▶ Source extract
Such elaborations**,
while hardly necessary, are forgivable – this is a film designed to be
an all-out crowdpleaser, and functions well enough in that regard. The
performances are solid across the board: Bridges, Cooper, Maguire and
Macy are all in good form, and the less-familiar faces of Elizabeth Banks
(as Howard’s wife) and real-life top jockey Gary Stevens (as the pilot
who takes over on Seabiscuit when Pollard is injured) acquit themselves
well. But it’s glaringly noticeable that, while Seabiscuit’s owner(s),
jockey(s) and trainer have proper roles, his groom Sam – who would have
spent more time with the nag than the rest of them combined – is relegated
to the sidelines. This is especially unfortunate (and troubling) as Sam
happens to be the film’s only non-white character – actor Kingston DuCoeur*
is African-American. Until very late on, Sam is sufficiently mute to make
viewers wonder whether Ross has transferred over to him trainer Smith’s
legendary wordlessness, Cooper being much chattier than the book’s “Silent”
Smith. If this is supposed to be a deliberate echo of the past – how 1930s
movies presented non-white characters – then it’s all too disturbingly
effective.

▶ Location identification items
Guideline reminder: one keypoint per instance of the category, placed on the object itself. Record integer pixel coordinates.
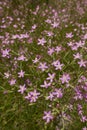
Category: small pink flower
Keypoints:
(47, 116)
(12, 81)
(22, 89)
(51, 77)
(41, 41)
(45, 85)
(65, 78)
(69, 35)
(43, 66)
(57, 65)
(21, 74)
(77, 56)
(82, 63)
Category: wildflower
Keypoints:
(58, 93)
(65, 78)
(43, 66)
(69, 35)
(57, 65)
(51, 77)
(51, 51)
(22, 89)
(5, 53)
(7, 75)
(85, 128)
(51, 96)
(77, 56)
(82, 63)
(32, 96)
(47, 116)
(41, 41)
(45, 85)
(55, 25)
(21, 74)
(12, 81)
(58, 49)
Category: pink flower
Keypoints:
(41, 41)
(58, 49)
(57, 65)
(51, 96)
(65, 78)
(69, 35)
(22, 58)
(7, 75)
(82, 63)
(43, 66)
(47, 116)
(22, 89)
(58, 93)
(77, 56)
(51, 51)
(21, 74)
(55, 25)
(45, 85)
(32, 96)
(12, 81)
(51, 77)
(5, 53)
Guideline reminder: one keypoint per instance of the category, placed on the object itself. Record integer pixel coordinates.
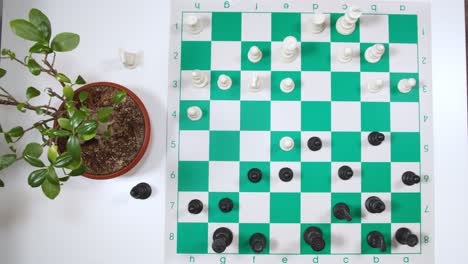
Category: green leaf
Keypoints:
(65, 42)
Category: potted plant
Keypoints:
(99, 130)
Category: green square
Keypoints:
(346, 146)
(316, 116)
(406, 207)
(316, 177)
(284, 25)
(196, 55)
(385, 229)
(232, 93)
(215, 215)
(255, 115)
(246, 185)
(186, 123)
(353, 200)
(396, 95)
(246, 231)
(277, 154)
(316, 56)
(285, 208)
(376, 177)
(346, 86)
(226, 26)
(337, 37)
(192, 246)
(193, 176)
(375, 116)
(262, 65)
(403, 28)
(381, 66)
(406, 147)
(224, 145)
(277, 94)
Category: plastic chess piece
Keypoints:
(141, 191)
(222, 238)
(313, 236)
(405, 237)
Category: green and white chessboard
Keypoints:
(209, 159)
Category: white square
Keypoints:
(405, 117)
(384, 217)
(404, 58)
(205, 34)
(337, 49)
(224, 115)
(256, 27)
(346, 238)
(277, 185)
(398, 168)
(254, 146)
(380, 153)
(381, 96)
(346, 116)
(224, 176)
(285, 116)
(194, 145)
(254, 207)
(316, 86)
(264, 94)
(374, 28)
(184, 215)
(226, 55)
(346, 186)
(324, 154)
(190, 92)
(285, 238)
(315, 208)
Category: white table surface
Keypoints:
(96, 222)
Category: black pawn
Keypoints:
(375, 239)
(410, 178)
(376, 138)
(257, 242)
(314, 143)
(345, 173)
(254, 175)
(222, 238)
(286, 174)
(374, 205)
(341, 211)
(313, 236)
(141, 191)
(405, 237)
(225, 205)
(195, 206)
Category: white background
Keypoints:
(97, 221)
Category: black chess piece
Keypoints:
(405, 237)
(141, 191)
(257, 242)
(313, 236)
(375, 205)
(375, 239)
(376, 138)
(222, 238)
(341, 211)
(410, 178)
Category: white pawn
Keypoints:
(406, 85)
(347, 23)
(374, 53)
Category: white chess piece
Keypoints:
(347, 23)
(374, 53)
(406, 85)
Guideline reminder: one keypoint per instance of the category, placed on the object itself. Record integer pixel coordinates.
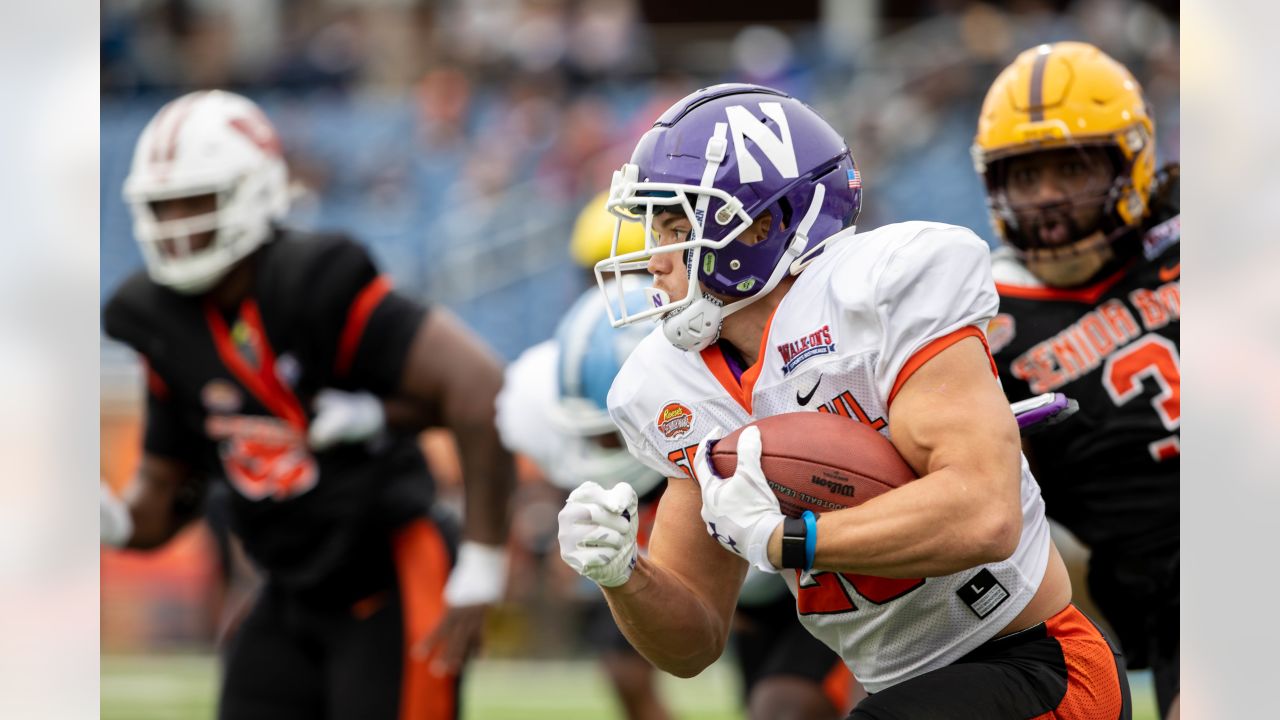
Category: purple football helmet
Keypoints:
(725, 155)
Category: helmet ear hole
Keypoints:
(786, 212)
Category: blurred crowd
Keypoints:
(458, 139)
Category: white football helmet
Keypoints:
(208, 142)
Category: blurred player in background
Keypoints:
(1089, 296)
(252, 335)
(552, 409)
(945, 596)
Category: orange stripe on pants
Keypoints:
(423, 566)
(1092, 679)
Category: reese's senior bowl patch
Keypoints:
(675, 420)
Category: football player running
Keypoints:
(1089, 297)
(945, 596)
(264, 350)
(552, 409)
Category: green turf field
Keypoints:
(182, 687)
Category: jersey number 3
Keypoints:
(1151, 358)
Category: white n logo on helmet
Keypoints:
(778, 149)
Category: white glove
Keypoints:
(598, 532)
(479, 577)
(344, 417)
(740, 511)
(115, 524)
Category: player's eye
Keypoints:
(1023, 178)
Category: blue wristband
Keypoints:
(810, 538)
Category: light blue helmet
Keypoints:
(590, 355)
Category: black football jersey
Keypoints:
(231, 395)
(1110, 473)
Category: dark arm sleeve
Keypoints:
(364, 326)
(127, 319)
(165, 433)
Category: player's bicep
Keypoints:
(951, 414)
(681, 545)
(449, 368)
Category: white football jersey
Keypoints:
(855, 324)
(524, 418)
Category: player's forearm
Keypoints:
(154, 522)
(488, 475)
(666, 621)
(935, 525)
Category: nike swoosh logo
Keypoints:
(804, 399)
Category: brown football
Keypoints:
(819, 461)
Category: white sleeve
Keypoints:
(528, 392)
(621, 411)
(932, 286)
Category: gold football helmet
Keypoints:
(593, 233)
(1065, 145)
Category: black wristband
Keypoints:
(794, 533)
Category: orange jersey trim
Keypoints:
(423, 568)
(1092, 678)
(357, 317)
(932, 349)
(1089, 294)
(740, 391)
(263, 382)
(839, 687)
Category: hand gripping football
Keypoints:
(818, 461)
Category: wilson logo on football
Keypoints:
(675, 420)
(264, 458)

▶ Tasks
1. In the Seabiscuit review, who plays Howard's wife?
2. Rewrite the records from the line containing "Category: reese's senior bowl patch" through the end of the records, replacing "wristband" with "armband" and leaving everything else unchanged.

▶ Results by task
1. Elizabeth Banks

2.
Category: reese's senior bowl patch
Keypoints:
(675, 420)
Category: football player running
Keypoints:
(1089, 297)
(945, 596)
(264, 350)
(552, 409)
Category: green turf field
Keypoints:
(182, 687)
Category: jersey number 3
Keypoints:
(1151, 358)
Category: white n logo on helmet
Keypoints:
(778, 149)
Category: white glove
Keypoints:
(598, 532)
(479, 577)
(344, 417)
(740, 511)
(115, 524)
Category: player's eye
Keypoints:
(1023, 178)
Category: blue armband
Keypoints:
(810, 538)
Category: light blue helmet
Keypoints:
(590, 355)
Category: black football jersey
Keypoints:
(231, 395)
(1110, 473)
Category: dark arm sleeve
Keypoints:
(364, 326)
(127, 319)
(165, 433)
Category: player's bicep
Keypoints:
(951, 414)
(681, 545)
(449, 368)
Category: white football jersey
Keypoints:
(855, 324)
(524, 418)
Category: player's forearm
Keypoints:
(154, 522)
(488, 475)
(666, 621)
(935, 525)
Category: nike swoosh logo
Keypoints:
(804, 399)
Category: brown football
Keypoints:
(819, 461)
Category: white sleeve
Keypoints:
(528, 392)
(621, 411)
(932, 286)
Category: gold football helmet
Keypoints:
(593, 233)
(1065, 145)
Category: black armband
Keypoints:
(794, 533)
Category: orange jersey trim
Keypoints:
(423, 568)
(1092, 678)
(357, 317)
(932, 349)
(1089, 294)
(740, 391)
(263, 382)
(839, 687)
Category: hand gripping football
Keypoints:
(818, 461)
Category: wilson logo on football
Keypoints:
(675, 420)
(264, 458)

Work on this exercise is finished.